[Opening Material provided section]

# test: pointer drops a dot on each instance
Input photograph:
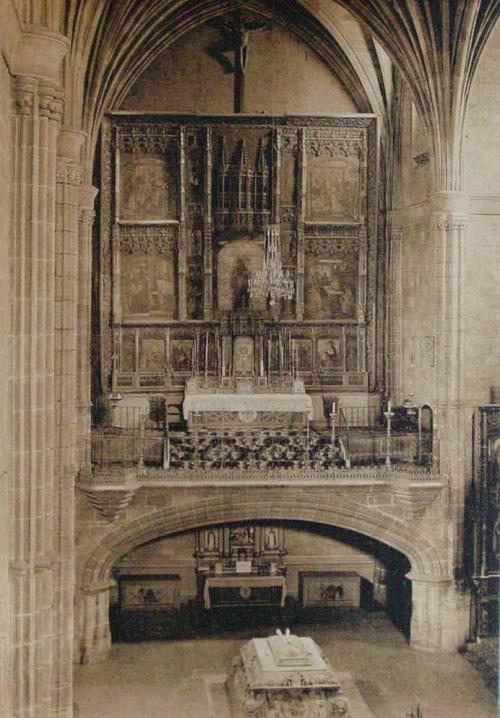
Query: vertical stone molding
(94, 620)
(36, 122)
(68, 182)
(395, 319)
(88, 194)
(440, 615)
(449, 221)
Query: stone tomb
(284, 676)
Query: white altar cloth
(299, 403)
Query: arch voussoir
(307, 506)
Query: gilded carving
(333, 181)
(154, 138)
(144, 187)
(331, 280)
(148, 284)
(330, 354)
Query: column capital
(88, 193)
(34, 96)
(70, 143)
(40, 53)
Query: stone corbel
(110, 500)
(40, 52)
(415, 497)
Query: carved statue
(239, 285)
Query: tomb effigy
(284, 676)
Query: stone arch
(305, 506)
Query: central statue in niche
(239, 286)
(238, 259)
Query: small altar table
(244, 590)
(236, 409)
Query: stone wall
(306, 550)
(283, 76)
(386, 513)
(482, 260)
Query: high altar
(185, 205)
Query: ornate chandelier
(271, 282)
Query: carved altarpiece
(184, 204)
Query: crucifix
(235, 32)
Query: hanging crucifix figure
(235, 33)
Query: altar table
(247, 410)
(244, 590)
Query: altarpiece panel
(185, 202)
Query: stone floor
(183, 678)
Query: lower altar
(246, 402)
(234, 590)
(282, 676)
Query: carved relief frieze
(50, 103)
(146, 138)
(330, 247)
(68, 173)
(288, 213)
(333, 147)
(24, 97)
(135, 239)
(289, 141)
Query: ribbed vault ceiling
(435, 44)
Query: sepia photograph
(249, 358)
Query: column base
(440, 615)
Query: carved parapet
(413, 497)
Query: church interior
(250, 342)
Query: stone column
(449, 220)
(37, 115)
(395, 318)
(38, 108)
(69, 178)
(94, 621)
(87, 197)
(440, 614)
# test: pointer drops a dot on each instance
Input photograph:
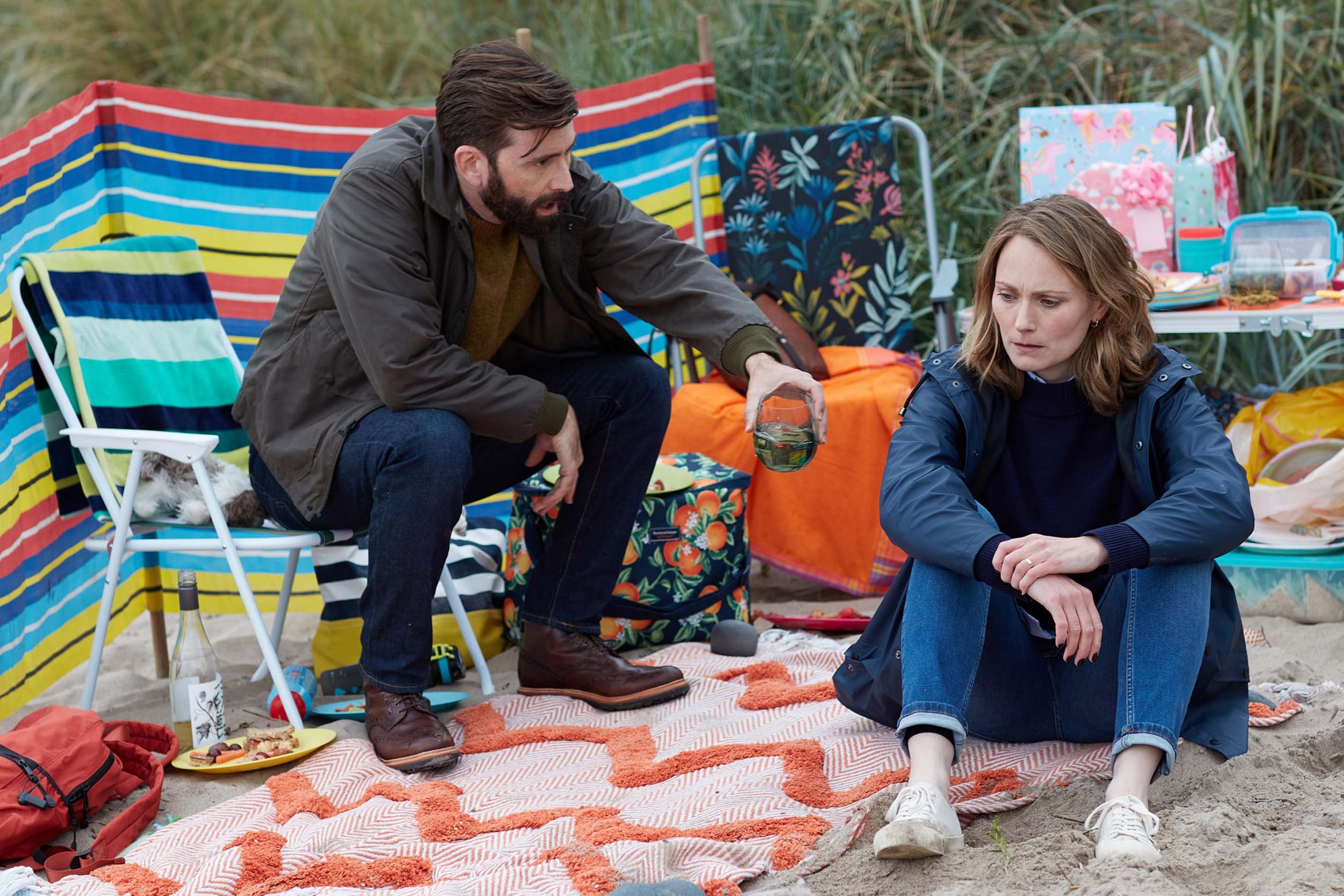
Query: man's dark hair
(495, 87)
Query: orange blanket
(820, 523)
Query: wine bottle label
(208, 712)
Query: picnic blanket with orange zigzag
(753, 773)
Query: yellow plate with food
(666, 478)
(260, 749)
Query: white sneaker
(923, 824)
(1124, 829)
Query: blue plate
(439, 701)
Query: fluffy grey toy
(733, 639)
(168, 488)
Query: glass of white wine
(785, 434)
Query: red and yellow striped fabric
(245, 181)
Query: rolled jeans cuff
(1146, 734)
(939, 715)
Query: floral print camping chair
(816, 213)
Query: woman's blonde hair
(1117, 356)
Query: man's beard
(519, 214)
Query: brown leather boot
(570, 664)
(406, 735)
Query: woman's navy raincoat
(1179, 464)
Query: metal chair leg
(464, 625)
(277, 626)
(113, 578)
(235, 566)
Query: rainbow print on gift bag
(1116, 157)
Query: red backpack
(57, 770)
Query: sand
(1267, 822)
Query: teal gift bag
(686, 564)
(1194, 184)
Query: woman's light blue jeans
(971, 666)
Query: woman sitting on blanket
(1062, 491)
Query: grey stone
(733, 639)
(666, 888)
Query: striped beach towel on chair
(132, 329)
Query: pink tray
(856, 623)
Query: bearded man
(441, 336)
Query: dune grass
(960, 69)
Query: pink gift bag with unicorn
(1117, 157)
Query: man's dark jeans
(406, 475)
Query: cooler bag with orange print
(686, 564)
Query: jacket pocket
(332, 359)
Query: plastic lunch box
(1308, 248)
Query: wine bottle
(195, 690)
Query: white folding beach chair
(130, 534)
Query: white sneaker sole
(1128, 851)
(914, 840)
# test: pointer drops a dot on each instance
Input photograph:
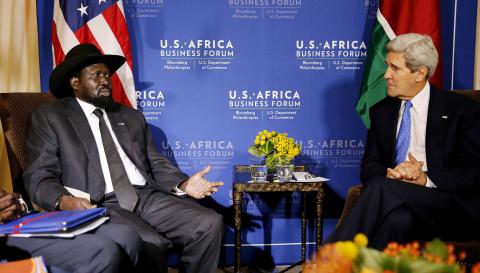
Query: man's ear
(422, 73)
(74, 82)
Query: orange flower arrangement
(356, 257)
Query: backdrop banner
(211, 74)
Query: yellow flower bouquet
(276, 148)
(356, 257)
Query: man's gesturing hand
(198, 187)
(9, 206)
(409, 171)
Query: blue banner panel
(211, 74)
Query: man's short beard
(106, 103)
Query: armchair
(15, 111)
(472, 248)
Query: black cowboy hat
(77, 58)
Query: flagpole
(453, 46)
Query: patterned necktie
(126, 195)
(403, 138)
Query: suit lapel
(80, 124)
(120, 128)
(437, 121)
(390, 120)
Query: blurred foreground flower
(356, 257)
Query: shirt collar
(88, 108)
(420, 101)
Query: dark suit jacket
(452, 145)
(62, 152)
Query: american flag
(99, 22)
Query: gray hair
(418, 50)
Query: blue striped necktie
(403, 138)
(124, 190)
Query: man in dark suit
(421, 167)
(87, 142)
(100, 252)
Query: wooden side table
(240, 187)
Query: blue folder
(51, 221)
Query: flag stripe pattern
(395, 18)
(102, 23)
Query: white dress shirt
(135, 177)
(418, 117)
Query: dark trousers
(161, 218)
(111, 248)
(391, 210)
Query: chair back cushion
(15, 112)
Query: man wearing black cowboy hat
(88, 142)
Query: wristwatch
(57, 202)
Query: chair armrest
(354, 193)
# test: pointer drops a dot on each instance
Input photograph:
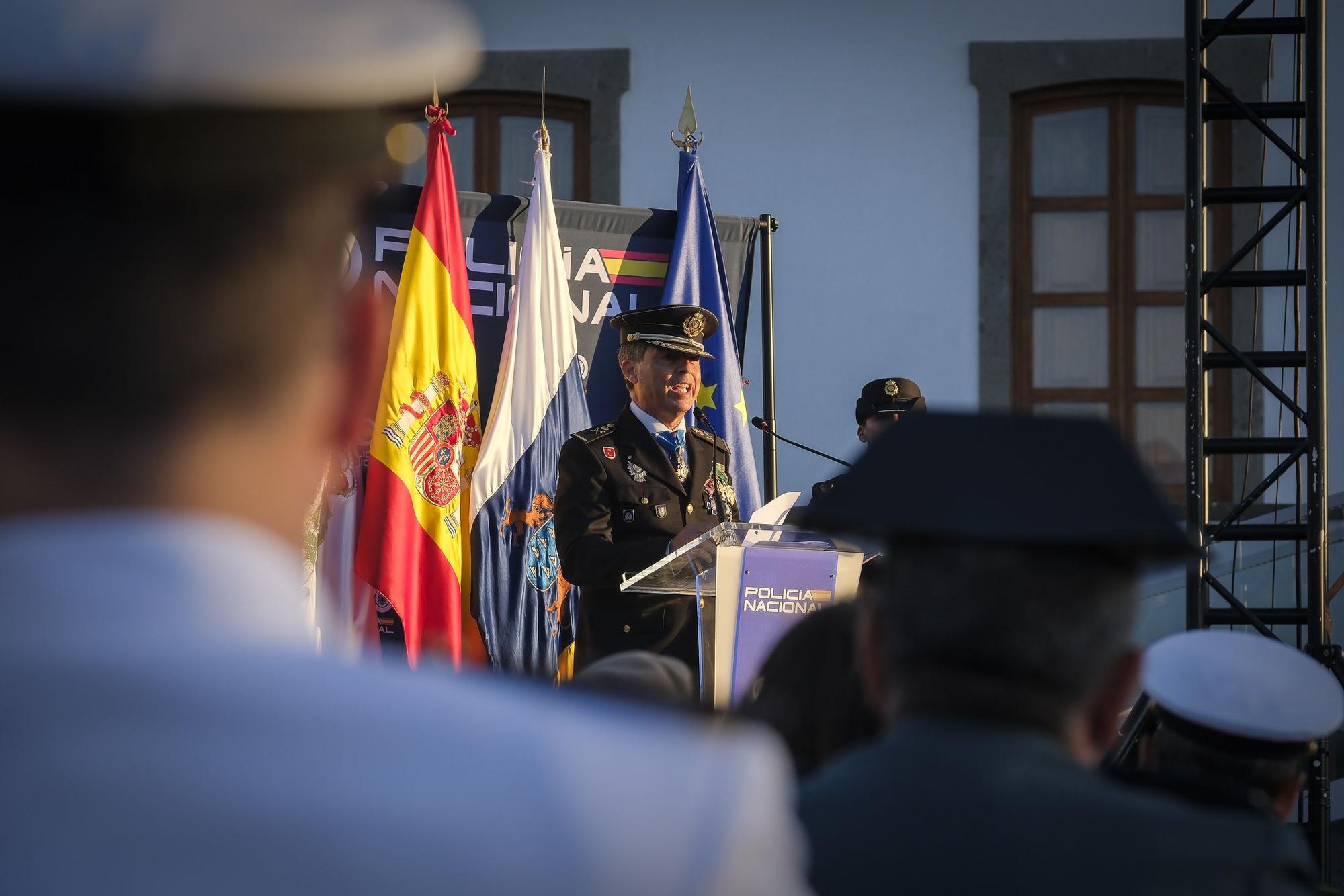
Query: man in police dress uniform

[Closing Material provided section]

## Task requirements
Word for word, repeat the lines of data above, omitting every picture.

## Exercise result
# test: pointer drops a dot on each instance
Input photograph:
Query: vertical stone molding
(94, 620)
(36, 122)
(68, 182)
(395, 319)
(88, 194)
(440, 615)
(449, 221)
Query: stone tomb
(284, 676)
Query: white altar cloth
(299, 403)
Query: arch voussoir
(307, 506)
Query: gilded carving
(333, 181)
(154, 138)
(144, 187)
(331, 280)
(148, 284)
(330, 354)
Query: column capital
(88, 193)
(34, 96)
(70, 143)
(40, 53)
Query: stone corbel
(110, 500)
(40, 52)
(415, 497)
Query: carved statue
(239, 285)
Query: tomb effigy
(284, 676)
Query: stone arch
(305, 506)
Query: central statue in niche
(239, 286)
(238, 259)
Query: small altar table
(244, 590)
(236, 409)
Query: stone wall
(306, 550)
(283, 76)
(386, 513)
(482, 260)
Query: high altar
(185, 205)
Query: ornate chandelier
(271, 282)
Query: carved altarpiece
(184, 204)
Query: crucifix
(235, 32)
Query: hanging crucifix figure
(235, 33)
Query: altar table
(247, 410)
(244, 590)
Query: altarpiece panel
(185, 202)
Query: stone floor
(183, 678)
Query: lower altar
(246, 402)
(234, 590)
(282, 676)
Query: carved relief frieze
(50, 103)
(146, 138)
(330, 247)
(68, 173)
(288, 213)
(333, 147)
(24, 97)
(135, 239)
(289, 141)
Query: ribbed vault ceiling
(435, 44)
Query: sepia photograph
(249, 358)
Query: column base
(440, 615)
Query: carved parapet
(413, 497)
Query: church interior
(250, 342)
Query: stone column
(449, 220)
(37, 115)
(395, 318)
(38, 108)
(69, 178)
(94, 621)
(87, 197)
(440, 614)
# test: pointer drops a dot on each instance
Input photograph:
Query: man's dark hair
(495, 87)
Query: orange blanket
(820, 523)
Query: wine bottle label
(208, 712)
Query: picnic blanket with orange zigzag
(753, 773)
Query: yellow plate with food
(666, 478)
(260, 749)
Query: white sneaker
(923, 824)
(1124, 829)
Query: blue plate
(439, 701)
Query: fluffy grey toy
(733, 639)
(168, 488)
Query: glass of white wine
(785, 434)
Query: red and yellow striped fabric
(245, 181)
Query: rolled jeans cuff
(1146, 734)
(939, 715)
Query: floral print camping chair
(816, 213)
Query: woman's blonde hair
(1117, 356)
Query: man's beard
(519, 214)
Query: brown leather boot
(570, 664)
(406, 735)
Query: woman's navy raincoat
(1179, 464)
Query: metal chair leg
(464, 625)
(277, 626)
(113, 578)
(235, 566)
Query: rainbow print on gift bag
(1116, 157)
Query: red backpack
(57, 770)
Query: sand
(1267, 822)
Query: teal gift bag
(686, 564)
(1194, 184)
Query: woman's light blue jeans
(971, 666)
Query: woman sitting on blanket
(1062, 491)
Query: grey stone
(733, 639)
(666, 888)
Query: striped beach towel on chair
(132, 329)
Query: pink tray
(856, 623)
Query: bearded man
(441, 336)
Query: dune grass
(960, 69)
Query: pink gift bag with unicorn
(1117, 157)
Query: man's dark jeans
(406, 475)
Query: cooler bag with orange print
(686, 564)
Query: jacket pocket
(332, 359)
Query: plastic lunch box
(1308, 248)
Query: wine bottle
(195, 690)
Query: white folding beach chair
(130, 534)
Query: white sneaker sole
(1128, 851)
(914, 840)
# test: pointer drops a dot on each instance
Input photograph:
Query: man's ear
(422, 73)
(74, 82)
Query: orange flower arrangement
(356, 257)
Query: backdrop banner
(211, 74)
Query: yellow flower bouquet
(276, 148)
(356, 257)
Query: man's gesturing hand
(198, 187)
(9, 206)
(409, 171)
Query: blue banner panel
(211, 74)
Query: man's short beard
(106, 103)
Query: armchair
(15, 111)
(472, 248)
Query: black cowboy hat
(77, 58)
Query: flagpole
(453, 46)
Query: patterned necktie
(126, 195)
(403, 138)
Query: suit lapel
(80, 124)
(120, 128)
(437, 121)
(390, 120)
Query: blurred foreground flower
(356, 257)
Query: shirt collar
(88, 108)
(420, 101)
Query: dark suit jacket
(452, 145)
(62, 152)
Query: american flag
(99, 22)
Query: gray hair
(418, 50)
Query: blue striped necktie
(403, 138)
(124, 190)
Query: man in dark suit
(421, 167)
(87, 142)
(100, 252)
Query: wooden side table
(240, 187)
Query: blue folder
(51, 221)
Query: flag stripe pattern
(395, 18)
(102, 23)
Query: white dress shirt
(135, 177)
(418, 117)
Query: dark trousers
(161, 218)
(111, 248)
(391, 210)
Query: chair back cushion
(15, 112)
Query: man wearing black cowboy hat
(88, 142)
Query: wristwatch
(57, 202)
Query: chair armrest
(354, 193)
# test: pointer drops a dot on each instance
Input photograph:
Query: man in police dress uniform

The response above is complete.